(Dataset records)
--

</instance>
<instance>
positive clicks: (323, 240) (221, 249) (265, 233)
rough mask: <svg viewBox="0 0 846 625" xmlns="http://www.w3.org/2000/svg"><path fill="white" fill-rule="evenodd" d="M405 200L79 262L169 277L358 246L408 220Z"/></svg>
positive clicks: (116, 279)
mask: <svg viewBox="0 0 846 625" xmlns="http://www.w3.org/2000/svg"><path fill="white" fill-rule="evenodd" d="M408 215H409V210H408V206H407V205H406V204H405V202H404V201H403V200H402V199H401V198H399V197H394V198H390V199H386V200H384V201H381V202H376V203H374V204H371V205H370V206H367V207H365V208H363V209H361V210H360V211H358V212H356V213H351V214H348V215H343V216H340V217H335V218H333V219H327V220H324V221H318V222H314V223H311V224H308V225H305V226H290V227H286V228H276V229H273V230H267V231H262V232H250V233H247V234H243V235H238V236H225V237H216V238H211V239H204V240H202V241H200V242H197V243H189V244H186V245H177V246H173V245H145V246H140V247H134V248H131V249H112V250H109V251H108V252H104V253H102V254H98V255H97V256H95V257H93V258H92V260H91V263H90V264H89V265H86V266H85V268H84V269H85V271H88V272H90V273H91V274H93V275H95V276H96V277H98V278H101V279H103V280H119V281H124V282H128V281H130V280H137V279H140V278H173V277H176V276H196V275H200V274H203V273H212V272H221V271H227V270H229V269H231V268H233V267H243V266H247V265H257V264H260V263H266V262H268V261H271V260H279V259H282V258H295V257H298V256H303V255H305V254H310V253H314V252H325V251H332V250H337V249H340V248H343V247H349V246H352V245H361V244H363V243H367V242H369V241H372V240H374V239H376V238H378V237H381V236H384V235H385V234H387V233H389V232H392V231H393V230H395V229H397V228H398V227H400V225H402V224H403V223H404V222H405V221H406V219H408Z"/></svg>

--

§ **REQUEST**
Retype these lines exactly as they appear.

§ **RESPONSE**
</instance>
<instance>
positive clicks: (323, 240) (221, 249) (265, 233)
rough mask: <svg viewBox="0 0 846 625" xmlns="http://www.w3.org/2000/svg"><path fill="white" fill-rule="evenodd" d="M405 200L79 262L169 277L358 246L408 220Z"/></svg>
positive clicks: (116, 279)
mask: <svg viewBox="0 0 846 625" xmlns="http://www.w3.org/2000/svg"><path fill="white" fill-rule="evenodd" d="M408 215H409V210H408V206H407V205H406V204H405V202H404V201H403V200H402V199H401V198H399V197H394V198H390V199H386V200H384V201H381V202H376V203H374V204H371V205H370V206H367V207H365V208H363V209H361V210H360V211H358V212H356V213H351V214H348V215H343V216H340V217H335V218H333V219H327V220H324V221H318V222H314V223H311V224H308V225H305V226H290V227H286V228H276V229H273V230H267V231H262V232H250V233H247V234H243V235H238V236H225V237H216V238H211V239H204V240H202V241H200V242H197V243H189V244H186V245H177V246H173V245H145V246H140V247H134V248H131V249H112V250H109V251H108V252H104V253H102V254H98V255H97V256H95V257H93V258H92V260H91V263H90V264H89V265H86V266H85V268H84V269H85V271H88V272H90V273H91V274H93V275H95V276H96V277H98V278H101V279H103V280H119V281H124V282H128V281H130V280H137V279H140V278H173V277H176V276H196V275H200V274H203V273H212V272H221V271H227V270H229V269H231V268H233V267H243V266H247V265H257V264H260V263H266V262H268V261H271V260H279V259H282V258H295V257H298V256H303V255H305V254H310V253H314V252H325V251H332V250H337V249H340V248H343V247H349V246H352V245H361V244H363V243H367V242H369V241H372V240H374V239H376V238H378V237H381V236H384V235H385V234H387V233H389V232H392V231H393V230H395V229H397V228H398V227H400V225H402V224H403V223H404V222H405V221H406V219H408Z"/></svg>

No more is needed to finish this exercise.